Your objective →
Put everything from the line containing "of the smiling" down through the end of the data into a JSON list of strings, one string per line, leaving out blank lines.

Given data →

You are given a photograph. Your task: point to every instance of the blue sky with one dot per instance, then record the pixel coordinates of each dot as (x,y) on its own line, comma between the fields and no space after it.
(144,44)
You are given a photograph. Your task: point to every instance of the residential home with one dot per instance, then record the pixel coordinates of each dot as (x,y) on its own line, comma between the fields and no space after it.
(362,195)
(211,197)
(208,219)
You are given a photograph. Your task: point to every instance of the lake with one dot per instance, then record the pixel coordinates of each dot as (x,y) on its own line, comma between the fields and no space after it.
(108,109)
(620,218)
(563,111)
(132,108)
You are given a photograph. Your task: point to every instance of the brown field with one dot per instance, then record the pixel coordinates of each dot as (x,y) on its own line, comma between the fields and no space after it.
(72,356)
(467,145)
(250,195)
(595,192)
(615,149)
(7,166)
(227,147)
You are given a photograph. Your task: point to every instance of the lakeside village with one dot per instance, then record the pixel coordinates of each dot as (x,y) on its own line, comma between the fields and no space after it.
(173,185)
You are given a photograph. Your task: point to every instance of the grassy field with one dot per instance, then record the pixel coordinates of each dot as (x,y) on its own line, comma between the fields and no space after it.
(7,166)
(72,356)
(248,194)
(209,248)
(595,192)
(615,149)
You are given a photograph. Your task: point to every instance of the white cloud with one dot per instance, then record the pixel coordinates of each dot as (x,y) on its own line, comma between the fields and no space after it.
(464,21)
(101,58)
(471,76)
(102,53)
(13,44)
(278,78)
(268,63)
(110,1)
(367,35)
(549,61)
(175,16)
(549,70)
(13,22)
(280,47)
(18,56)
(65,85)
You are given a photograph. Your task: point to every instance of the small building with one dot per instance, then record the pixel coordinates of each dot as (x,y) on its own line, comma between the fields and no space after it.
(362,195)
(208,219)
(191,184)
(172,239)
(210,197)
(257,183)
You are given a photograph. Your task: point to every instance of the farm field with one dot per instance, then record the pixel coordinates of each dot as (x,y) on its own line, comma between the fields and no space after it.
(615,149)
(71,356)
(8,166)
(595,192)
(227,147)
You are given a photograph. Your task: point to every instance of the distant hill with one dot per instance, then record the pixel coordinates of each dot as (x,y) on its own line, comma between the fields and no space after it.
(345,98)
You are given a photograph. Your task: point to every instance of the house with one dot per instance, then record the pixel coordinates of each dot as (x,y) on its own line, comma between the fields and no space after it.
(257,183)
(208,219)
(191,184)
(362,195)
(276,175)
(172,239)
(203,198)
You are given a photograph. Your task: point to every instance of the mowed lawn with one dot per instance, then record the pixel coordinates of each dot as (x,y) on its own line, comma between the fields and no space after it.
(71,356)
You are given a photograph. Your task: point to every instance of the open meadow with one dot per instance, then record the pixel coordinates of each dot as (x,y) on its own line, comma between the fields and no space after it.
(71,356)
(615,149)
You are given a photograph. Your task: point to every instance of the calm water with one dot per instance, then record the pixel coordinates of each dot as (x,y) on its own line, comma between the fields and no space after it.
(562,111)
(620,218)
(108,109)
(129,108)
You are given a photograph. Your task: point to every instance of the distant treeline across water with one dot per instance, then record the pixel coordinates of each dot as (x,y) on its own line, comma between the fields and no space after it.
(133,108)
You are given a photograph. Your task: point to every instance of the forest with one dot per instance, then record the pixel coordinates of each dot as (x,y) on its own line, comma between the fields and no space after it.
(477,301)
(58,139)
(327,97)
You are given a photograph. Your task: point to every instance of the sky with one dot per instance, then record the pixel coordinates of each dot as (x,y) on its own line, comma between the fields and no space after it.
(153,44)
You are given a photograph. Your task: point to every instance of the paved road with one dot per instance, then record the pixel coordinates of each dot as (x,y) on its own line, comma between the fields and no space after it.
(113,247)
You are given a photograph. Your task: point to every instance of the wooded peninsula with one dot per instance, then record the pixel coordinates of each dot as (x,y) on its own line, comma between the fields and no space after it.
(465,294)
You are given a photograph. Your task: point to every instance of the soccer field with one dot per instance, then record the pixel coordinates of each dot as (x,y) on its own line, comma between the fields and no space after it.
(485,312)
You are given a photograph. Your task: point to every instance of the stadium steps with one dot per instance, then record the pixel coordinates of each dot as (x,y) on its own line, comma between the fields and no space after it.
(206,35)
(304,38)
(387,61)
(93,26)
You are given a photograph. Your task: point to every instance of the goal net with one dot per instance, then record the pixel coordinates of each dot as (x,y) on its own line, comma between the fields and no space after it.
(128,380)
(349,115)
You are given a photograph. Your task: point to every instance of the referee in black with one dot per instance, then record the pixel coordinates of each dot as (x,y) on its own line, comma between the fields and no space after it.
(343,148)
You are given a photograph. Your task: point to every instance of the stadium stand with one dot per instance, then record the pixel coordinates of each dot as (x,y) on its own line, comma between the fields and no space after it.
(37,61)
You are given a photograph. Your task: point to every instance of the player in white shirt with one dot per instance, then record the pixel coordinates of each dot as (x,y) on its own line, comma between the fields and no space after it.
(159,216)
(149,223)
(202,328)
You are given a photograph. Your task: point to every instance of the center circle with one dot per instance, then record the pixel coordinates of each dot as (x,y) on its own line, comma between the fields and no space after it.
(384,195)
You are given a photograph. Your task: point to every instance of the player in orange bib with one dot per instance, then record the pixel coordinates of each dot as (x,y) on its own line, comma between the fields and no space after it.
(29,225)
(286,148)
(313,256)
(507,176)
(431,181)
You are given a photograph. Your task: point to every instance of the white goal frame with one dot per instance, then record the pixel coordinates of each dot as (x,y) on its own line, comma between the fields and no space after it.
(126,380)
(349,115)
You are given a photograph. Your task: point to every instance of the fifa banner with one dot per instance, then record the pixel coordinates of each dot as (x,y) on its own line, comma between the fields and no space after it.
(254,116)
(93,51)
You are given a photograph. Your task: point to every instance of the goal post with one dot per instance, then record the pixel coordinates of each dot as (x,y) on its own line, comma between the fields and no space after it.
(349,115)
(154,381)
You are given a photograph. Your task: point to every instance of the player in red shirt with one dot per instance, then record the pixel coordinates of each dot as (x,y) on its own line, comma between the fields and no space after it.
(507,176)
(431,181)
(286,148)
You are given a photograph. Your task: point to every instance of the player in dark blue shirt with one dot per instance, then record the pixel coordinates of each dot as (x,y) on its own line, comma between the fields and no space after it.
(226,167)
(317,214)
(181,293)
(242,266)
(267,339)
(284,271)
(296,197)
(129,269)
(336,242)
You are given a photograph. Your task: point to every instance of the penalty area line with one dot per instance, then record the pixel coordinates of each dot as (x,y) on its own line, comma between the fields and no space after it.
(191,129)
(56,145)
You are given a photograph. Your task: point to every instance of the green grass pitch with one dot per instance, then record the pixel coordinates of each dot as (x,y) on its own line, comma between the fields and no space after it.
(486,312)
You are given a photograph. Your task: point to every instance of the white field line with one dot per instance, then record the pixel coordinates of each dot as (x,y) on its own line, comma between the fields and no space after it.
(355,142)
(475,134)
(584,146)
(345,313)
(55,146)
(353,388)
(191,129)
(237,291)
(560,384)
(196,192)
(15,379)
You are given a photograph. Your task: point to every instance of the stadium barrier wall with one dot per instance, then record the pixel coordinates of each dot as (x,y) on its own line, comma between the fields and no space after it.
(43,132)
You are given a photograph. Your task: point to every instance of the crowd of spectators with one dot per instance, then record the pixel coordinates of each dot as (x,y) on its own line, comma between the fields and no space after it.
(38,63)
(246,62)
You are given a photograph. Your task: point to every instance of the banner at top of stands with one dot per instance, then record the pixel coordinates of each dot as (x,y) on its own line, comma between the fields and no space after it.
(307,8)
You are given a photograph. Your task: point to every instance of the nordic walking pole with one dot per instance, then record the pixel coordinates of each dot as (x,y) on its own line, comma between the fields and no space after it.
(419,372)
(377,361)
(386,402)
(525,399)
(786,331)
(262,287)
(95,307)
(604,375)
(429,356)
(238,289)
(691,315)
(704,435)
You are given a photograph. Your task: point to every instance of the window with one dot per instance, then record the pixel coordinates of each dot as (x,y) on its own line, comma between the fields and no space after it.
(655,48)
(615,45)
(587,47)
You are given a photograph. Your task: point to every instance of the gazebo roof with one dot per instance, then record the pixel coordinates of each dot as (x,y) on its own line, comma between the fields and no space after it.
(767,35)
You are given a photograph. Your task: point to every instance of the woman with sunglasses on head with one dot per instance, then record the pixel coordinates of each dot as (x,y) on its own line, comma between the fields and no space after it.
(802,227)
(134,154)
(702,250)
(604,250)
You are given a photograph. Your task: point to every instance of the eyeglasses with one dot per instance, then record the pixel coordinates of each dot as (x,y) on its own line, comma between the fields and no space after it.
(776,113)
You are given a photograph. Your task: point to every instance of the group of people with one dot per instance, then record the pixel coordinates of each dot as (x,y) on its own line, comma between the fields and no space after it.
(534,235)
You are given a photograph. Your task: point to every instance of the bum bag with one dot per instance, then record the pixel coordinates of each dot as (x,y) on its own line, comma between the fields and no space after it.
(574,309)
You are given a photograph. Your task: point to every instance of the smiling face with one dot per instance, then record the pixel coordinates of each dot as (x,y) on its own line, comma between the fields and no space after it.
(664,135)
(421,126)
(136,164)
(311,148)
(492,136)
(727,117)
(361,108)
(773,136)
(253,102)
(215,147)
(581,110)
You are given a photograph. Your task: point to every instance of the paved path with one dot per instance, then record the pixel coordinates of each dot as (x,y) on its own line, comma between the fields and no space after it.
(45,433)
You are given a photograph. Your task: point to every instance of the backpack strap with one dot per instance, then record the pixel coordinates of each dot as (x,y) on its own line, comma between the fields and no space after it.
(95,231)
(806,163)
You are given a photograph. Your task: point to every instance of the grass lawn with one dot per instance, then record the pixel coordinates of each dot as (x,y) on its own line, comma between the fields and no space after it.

Response to this exercise →
[
  "You are given a photograph. Your task: point to every instance of the smiling face with one dot per instance, then record the pixel coordinates of each dot as (x,y) on its own line, comma between the fields and no space after it.",
  "(664,135)",
  "(421,126)",
  "(136,164)",
  "(311,148)",
  "(492,136)",
  "(727,117)",
  "(361,108)",
  "(773,136)",
  "(253,102)",
  "(215,147)",
  "(581,110)",
  "You are given a photograph. Your task: point to every instance of the paved path with one dot per instance, then record the pixel coordinates of each dot as (x,y) on its own line, comma between the fields and no space after it.",
  "(45,433)",
  "You are given a photograph. Your task: point to every instance of the backpack strap with one dot per instance, then record the pixel coordinates of each dot as (x,y) on its own line, comma between the fields and no space after it.",
  "(95,231)",
  "(806,163)",
  "You are given a photograph. Your task: point to every instance of the grass lawn with one dot per instance, then record the pixel coordinates of each dot as (x,y) on its own line, comma between the fields and no space after it."
]